__What you will do__
Copy out the stretch of the material below from the line containing "Mark every instance of the green grass" through the line containing "x=37, y=141", reproducing each line verbatim.

__Entries supplied__
========================================================================

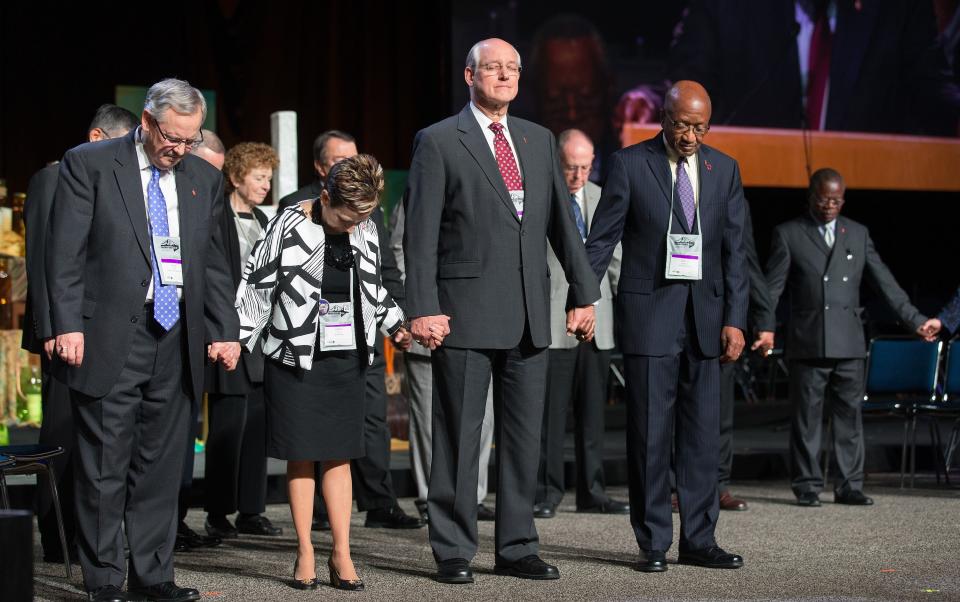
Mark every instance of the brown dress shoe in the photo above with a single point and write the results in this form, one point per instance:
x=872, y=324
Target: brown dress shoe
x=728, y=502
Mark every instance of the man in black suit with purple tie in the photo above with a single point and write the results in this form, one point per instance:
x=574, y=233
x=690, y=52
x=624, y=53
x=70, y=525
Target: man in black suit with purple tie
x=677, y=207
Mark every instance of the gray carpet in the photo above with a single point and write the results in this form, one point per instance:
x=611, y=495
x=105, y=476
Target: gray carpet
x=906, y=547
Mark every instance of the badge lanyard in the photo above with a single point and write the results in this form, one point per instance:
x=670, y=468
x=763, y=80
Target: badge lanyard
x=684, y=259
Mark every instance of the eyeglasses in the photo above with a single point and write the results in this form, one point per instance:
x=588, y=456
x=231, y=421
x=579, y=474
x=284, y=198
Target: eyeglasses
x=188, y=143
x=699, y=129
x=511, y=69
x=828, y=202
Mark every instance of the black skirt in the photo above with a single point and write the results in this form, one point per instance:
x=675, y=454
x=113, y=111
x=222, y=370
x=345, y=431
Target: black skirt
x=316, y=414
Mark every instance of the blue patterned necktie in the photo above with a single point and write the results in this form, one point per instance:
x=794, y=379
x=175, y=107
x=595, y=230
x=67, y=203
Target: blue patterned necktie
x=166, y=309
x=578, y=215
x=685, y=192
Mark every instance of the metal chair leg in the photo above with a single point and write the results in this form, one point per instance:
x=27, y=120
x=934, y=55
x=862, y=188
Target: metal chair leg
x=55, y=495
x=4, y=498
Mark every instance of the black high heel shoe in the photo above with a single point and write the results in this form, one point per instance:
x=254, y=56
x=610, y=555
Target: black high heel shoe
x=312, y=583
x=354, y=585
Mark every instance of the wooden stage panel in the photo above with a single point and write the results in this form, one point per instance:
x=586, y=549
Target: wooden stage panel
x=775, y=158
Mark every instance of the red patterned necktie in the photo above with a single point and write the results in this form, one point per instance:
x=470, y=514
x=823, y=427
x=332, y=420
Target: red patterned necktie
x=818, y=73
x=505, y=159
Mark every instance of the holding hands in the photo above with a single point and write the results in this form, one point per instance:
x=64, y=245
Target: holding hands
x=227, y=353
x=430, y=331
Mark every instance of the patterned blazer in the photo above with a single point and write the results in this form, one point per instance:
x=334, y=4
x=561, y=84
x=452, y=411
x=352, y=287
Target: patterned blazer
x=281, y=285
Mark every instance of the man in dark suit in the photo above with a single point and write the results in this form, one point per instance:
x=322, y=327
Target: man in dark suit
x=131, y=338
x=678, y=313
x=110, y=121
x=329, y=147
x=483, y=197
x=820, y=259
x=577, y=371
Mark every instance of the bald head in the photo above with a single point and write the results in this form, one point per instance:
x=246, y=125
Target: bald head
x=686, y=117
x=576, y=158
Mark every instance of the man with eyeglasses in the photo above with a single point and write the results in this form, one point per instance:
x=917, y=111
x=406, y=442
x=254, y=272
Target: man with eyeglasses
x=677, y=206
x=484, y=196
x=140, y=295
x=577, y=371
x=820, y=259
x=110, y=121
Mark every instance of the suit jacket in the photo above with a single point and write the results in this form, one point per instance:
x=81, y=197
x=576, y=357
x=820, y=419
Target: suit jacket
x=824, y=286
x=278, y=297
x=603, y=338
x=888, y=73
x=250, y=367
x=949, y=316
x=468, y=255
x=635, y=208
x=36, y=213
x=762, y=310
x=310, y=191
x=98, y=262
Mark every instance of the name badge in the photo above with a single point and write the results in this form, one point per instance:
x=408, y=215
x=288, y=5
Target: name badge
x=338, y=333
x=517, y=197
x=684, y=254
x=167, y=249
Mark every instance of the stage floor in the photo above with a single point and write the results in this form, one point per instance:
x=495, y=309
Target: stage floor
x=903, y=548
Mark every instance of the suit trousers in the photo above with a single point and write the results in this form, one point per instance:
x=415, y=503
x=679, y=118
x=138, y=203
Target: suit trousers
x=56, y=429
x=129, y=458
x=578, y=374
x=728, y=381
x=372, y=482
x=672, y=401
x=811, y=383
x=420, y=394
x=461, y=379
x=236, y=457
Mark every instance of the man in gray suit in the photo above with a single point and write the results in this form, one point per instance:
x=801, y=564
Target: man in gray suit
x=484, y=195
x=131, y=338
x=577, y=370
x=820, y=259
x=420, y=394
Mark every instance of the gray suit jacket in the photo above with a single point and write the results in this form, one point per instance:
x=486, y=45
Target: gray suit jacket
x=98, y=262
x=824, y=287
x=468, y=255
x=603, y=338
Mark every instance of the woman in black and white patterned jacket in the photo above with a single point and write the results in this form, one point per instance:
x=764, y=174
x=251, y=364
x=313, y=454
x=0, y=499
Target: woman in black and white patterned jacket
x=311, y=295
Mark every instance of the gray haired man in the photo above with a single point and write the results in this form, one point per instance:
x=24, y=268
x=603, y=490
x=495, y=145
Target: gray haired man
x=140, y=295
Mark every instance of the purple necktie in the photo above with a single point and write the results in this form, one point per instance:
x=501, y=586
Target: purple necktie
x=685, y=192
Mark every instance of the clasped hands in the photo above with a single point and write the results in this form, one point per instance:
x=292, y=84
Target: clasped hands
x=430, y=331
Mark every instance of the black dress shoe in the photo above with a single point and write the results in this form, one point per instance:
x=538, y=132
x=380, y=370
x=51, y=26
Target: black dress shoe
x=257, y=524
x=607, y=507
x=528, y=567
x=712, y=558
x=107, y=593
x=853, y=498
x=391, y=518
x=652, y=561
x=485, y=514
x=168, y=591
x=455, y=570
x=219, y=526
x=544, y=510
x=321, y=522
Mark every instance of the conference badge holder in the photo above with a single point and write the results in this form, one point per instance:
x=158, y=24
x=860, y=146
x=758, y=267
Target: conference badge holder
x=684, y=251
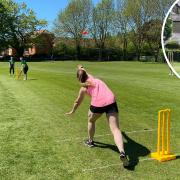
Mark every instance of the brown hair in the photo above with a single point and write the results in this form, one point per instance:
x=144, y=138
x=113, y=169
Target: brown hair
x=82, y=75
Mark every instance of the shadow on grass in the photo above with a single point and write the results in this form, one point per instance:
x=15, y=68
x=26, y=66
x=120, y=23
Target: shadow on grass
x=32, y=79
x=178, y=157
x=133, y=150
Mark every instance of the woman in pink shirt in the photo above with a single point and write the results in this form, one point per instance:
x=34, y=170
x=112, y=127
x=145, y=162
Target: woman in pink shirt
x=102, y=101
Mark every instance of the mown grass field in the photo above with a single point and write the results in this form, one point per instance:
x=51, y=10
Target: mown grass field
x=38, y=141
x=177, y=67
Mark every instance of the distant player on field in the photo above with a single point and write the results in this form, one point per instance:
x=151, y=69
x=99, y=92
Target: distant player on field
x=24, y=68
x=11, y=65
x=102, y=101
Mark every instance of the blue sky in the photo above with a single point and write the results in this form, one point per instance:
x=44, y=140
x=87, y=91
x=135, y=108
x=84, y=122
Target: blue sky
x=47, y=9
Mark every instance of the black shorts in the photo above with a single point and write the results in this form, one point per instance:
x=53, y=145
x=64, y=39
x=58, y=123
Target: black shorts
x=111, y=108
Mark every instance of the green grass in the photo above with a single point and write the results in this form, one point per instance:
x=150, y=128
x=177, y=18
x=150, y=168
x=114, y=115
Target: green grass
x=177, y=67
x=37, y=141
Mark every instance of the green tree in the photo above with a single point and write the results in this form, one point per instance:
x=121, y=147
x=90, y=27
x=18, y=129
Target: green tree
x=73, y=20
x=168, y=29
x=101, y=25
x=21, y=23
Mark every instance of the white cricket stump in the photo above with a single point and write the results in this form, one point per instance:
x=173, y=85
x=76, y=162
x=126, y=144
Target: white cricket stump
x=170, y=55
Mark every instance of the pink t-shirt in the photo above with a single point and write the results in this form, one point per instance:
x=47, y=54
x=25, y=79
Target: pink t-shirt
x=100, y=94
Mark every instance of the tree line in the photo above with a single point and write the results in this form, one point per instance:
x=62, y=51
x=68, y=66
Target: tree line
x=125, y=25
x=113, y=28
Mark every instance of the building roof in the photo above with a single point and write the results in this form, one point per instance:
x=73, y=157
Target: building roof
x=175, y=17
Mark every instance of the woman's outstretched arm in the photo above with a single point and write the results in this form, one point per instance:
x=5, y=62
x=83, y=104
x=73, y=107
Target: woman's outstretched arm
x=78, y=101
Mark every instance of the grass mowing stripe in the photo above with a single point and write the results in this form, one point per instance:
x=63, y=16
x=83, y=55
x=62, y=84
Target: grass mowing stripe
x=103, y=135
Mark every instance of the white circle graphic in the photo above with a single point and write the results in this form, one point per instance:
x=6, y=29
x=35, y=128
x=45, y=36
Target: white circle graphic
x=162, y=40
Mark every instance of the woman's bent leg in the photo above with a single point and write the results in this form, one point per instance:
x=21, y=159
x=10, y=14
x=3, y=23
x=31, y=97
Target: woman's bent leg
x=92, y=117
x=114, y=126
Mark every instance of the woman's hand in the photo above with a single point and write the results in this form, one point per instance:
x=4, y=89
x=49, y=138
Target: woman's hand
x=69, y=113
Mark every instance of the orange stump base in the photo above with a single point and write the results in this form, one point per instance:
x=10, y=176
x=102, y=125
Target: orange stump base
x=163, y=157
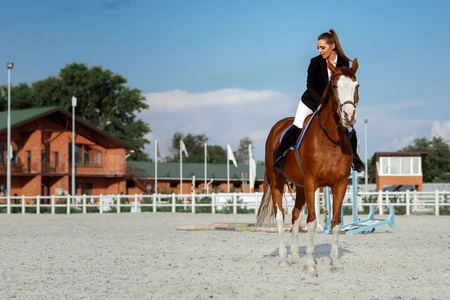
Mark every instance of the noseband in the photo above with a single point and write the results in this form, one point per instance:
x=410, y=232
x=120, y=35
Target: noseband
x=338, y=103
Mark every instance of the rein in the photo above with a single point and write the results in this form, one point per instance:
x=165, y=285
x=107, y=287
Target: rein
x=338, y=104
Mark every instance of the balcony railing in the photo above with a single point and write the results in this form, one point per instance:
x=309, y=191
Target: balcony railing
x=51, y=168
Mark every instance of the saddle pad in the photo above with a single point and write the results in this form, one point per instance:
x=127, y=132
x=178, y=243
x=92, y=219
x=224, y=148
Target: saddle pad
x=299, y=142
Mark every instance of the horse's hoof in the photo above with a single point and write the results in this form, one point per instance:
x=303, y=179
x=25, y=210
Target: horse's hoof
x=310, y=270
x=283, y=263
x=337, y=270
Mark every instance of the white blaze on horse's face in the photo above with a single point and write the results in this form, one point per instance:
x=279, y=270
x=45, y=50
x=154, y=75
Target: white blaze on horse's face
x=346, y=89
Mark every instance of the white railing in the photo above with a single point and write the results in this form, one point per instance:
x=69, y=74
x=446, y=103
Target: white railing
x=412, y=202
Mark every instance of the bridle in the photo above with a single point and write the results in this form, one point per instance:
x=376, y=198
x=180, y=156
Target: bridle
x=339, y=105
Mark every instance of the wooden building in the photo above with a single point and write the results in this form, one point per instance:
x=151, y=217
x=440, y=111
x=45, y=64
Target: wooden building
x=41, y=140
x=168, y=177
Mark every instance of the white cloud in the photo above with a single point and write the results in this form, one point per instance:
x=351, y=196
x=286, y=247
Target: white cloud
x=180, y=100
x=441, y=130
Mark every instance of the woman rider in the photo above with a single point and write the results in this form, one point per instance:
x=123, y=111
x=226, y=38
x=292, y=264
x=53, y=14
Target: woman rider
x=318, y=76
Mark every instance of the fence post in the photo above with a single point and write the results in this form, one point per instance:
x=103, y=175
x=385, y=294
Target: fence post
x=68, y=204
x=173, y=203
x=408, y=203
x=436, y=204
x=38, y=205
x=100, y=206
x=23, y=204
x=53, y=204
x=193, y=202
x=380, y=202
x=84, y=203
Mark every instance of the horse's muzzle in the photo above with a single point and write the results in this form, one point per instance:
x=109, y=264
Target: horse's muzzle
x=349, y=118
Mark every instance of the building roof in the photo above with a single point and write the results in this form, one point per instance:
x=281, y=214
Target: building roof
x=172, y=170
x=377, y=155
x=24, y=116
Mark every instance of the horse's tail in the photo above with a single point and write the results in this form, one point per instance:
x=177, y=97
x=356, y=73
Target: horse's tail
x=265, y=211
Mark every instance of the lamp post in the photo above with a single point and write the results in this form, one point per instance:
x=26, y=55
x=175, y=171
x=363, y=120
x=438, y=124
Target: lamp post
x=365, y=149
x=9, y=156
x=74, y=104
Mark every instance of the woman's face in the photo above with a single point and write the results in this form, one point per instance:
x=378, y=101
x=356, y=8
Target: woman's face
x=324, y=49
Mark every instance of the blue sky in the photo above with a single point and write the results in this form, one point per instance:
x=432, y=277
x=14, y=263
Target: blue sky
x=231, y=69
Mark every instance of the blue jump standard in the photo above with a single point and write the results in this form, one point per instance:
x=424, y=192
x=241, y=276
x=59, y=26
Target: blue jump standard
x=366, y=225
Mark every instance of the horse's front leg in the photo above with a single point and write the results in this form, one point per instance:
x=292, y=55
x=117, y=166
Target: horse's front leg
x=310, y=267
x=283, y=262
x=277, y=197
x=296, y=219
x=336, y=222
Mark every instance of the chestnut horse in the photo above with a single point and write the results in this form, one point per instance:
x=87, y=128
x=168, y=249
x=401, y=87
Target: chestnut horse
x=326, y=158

========================================================================

__Solved exercise__
Mark every instance of the green grass in the photo above with a single point and write the results in this form, one point per instance:
x=150, y=128
x=177, y=18
x=150, y=168
x=114, y=115
Target: green grass
x=177, y=67
x=37, y=141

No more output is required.